As before, Oren, let's have that phone discussion so that we can preprocess
a lot of this, instead of acting like the the three blind men and the
elephant. I will _tell you_ the strengths and weaknesses of DMTCP
on the phone, instead of you having to guess at them here on LKML. And
of course, I hope you will be similarly frank about Linux C/R on the phone.

Thank you for lowering the heat on this last post. I'll reply only to
some relevant issues in this post, rather than trying to respond to all
of your posts. I remind you that I still have my own questions about
Linux C/R, but I'm saving them for the phone discussion, since that will
be more efficient, and result in less heat.

> > If it helps, then think of a wrapper as just another function,
> >that calls an inner function. Object-oriented programming uses this
> >principle all the time. Similarly, the glibc wrapper around a kernel
> >API is just one more of these functions. Another way to view this is
> >through the idea of layers. Each layer of the software receives a call
> >from the layer above and may call to the next layer below. As you're
> >already aware, this is a basic principle of O/S design, and so
> >the O/S is full of wrappers. We're just inserting one more layer ---
> >this time between the user app and the glibc layer.
>
> Wrappers are great (I did TA the w4118 class here...). They are
> a powerful tool; however in _our_ context they have downsides:
> (a) wrappers add visible overhead (less so for cpu-bound apps,
> more so with server apps)

In our experience, the primary overhead of C/R is to save the
data to disk. This far outweighs the question of how many ms
one technique or another may require in a system call or in the kernel.

Brief 1: According to the passage, what is the primary overhead of C/R in the writer's experience?
The records below are unrelated to the passage.

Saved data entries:
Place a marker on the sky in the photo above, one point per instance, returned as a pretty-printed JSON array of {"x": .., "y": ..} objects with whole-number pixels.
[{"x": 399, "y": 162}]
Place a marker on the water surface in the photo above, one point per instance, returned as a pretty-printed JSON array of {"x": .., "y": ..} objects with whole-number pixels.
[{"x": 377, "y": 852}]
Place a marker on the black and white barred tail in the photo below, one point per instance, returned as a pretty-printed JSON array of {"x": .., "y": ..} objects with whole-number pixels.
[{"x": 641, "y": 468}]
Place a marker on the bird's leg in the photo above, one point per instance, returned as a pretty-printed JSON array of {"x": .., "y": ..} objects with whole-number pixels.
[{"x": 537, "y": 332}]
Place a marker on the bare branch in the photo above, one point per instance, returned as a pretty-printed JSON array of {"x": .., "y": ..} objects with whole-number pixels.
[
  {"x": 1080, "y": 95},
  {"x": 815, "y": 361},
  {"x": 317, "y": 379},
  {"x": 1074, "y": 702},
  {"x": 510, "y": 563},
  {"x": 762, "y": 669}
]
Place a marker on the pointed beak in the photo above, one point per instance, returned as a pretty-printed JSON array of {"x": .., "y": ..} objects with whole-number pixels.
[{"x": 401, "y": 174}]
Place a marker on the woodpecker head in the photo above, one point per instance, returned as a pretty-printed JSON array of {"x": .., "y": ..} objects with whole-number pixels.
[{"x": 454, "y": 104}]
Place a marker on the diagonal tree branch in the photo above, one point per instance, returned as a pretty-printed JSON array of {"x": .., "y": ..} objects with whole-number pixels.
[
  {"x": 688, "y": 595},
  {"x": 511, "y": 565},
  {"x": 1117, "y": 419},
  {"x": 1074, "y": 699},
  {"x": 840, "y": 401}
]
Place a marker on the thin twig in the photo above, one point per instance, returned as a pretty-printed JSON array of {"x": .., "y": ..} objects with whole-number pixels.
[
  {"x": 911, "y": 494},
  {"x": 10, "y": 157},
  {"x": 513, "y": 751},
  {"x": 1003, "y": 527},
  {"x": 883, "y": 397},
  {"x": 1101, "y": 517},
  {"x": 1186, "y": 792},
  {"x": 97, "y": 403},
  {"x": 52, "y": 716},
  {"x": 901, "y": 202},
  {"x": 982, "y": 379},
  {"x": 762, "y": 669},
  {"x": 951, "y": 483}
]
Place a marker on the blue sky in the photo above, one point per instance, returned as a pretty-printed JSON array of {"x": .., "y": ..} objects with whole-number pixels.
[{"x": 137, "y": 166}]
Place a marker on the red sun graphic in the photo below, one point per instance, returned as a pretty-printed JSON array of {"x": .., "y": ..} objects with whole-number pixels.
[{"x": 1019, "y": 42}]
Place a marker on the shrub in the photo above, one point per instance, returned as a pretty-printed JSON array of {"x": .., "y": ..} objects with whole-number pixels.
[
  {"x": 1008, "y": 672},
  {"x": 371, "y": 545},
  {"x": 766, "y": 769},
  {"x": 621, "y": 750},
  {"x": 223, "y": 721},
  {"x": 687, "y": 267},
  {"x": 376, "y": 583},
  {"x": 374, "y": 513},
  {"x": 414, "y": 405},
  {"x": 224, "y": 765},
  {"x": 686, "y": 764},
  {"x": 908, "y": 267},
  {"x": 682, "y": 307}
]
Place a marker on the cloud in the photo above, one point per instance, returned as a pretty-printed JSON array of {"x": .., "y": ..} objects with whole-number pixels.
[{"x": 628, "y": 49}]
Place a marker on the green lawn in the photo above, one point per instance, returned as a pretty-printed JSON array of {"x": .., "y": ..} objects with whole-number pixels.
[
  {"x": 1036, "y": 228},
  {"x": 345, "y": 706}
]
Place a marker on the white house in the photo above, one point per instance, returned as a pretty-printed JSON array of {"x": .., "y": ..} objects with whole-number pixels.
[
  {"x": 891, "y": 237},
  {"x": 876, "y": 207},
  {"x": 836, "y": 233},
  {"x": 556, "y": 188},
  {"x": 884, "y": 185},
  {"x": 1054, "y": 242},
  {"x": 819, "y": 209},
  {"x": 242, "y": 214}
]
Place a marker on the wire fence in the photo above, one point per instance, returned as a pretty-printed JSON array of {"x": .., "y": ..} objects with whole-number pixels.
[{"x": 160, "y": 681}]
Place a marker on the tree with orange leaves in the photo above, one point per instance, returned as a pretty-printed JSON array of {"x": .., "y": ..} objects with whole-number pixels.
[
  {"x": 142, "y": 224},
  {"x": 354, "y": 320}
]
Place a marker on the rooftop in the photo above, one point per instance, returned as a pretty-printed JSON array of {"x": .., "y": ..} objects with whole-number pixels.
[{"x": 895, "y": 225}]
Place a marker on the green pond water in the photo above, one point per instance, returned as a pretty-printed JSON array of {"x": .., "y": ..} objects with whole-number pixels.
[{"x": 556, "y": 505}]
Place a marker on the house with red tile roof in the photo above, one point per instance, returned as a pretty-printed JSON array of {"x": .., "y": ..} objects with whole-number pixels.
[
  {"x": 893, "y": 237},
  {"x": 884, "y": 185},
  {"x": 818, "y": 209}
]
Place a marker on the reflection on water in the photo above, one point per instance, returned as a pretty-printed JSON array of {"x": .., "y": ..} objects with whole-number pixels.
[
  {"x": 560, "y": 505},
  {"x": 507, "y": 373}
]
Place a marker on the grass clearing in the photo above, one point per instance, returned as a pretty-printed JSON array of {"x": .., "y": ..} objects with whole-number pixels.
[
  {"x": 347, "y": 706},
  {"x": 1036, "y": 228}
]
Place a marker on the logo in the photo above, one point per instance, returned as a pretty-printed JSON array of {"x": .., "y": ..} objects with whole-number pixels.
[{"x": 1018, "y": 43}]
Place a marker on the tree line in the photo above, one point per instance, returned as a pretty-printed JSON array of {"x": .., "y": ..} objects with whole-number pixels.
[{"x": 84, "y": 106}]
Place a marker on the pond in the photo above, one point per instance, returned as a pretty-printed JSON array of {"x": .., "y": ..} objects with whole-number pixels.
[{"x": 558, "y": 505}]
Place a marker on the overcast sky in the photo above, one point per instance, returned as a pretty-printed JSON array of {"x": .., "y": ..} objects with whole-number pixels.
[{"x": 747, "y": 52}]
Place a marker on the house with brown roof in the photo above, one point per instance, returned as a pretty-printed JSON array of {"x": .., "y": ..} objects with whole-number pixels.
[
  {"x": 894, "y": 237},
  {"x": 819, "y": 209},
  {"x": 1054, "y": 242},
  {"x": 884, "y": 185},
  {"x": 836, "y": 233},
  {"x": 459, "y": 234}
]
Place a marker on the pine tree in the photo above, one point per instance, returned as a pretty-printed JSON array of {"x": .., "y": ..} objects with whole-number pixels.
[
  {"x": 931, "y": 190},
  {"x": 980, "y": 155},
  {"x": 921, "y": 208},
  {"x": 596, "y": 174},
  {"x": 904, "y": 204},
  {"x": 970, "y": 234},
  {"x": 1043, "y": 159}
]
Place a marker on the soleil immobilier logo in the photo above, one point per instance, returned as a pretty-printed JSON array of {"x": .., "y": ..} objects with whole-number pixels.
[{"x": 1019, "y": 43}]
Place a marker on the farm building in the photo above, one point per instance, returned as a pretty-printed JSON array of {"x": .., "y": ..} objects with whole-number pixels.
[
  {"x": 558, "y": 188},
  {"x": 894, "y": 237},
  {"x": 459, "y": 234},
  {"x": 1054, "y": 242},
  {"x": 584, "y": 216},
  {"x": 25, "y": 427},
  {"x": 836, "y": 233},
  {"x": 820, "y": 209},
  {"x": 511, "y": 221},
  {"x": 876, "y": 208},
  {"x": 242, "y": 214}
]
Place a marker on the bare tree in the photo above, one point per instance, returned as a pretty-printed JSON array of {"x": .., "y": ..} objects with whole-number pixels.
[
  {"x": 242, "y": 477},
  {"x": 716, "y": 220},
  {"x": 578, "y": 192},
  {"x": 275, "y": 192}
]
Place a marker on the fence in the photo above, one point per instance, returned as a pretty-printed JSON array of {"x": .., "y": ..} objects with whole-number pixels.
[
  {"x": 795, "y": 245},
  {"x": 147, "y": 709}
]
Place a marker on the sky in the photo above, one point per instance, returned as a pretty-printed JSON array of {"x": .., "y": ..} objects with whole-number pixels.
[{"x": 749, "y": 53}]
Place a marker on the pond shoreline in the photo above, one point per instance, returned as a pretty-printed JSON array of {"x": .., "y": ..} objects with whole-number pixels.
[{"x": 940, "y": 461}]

Brief 2: Select each line of the records that contains the word "tree".

Reply 1: Saving the data to disk.

Reply 2:
Place a marker on the diagonal tree branch in the photo above, one point per instance, returned as a pretty-printed JSON array of {"x": .., "y": ..} objects with whole-number pixels.
Place a marker on the tree with orange leaves in the photo above, one point per instance, returned as a pretty-printed JSON array of {"x": .., "y": ..} objects with whole-number pixels.
Place a marker on the tree line in the photo above, one point per instance, returned as a pretty-printed JSON array of {"x": .., "y": ..} objects with whole-number pixels.
Place a marker on the pine tree in the photo above, one point per instance, returned as a pretty-printed JSON array of {"x": .., "y": ..} objects with whole-number pixels.
Place a marker on the bare tree in the photo above, one point per instance, returned as a pretty-printed JSON array of {"x": .., "y": ..} objects with whole-number pixels.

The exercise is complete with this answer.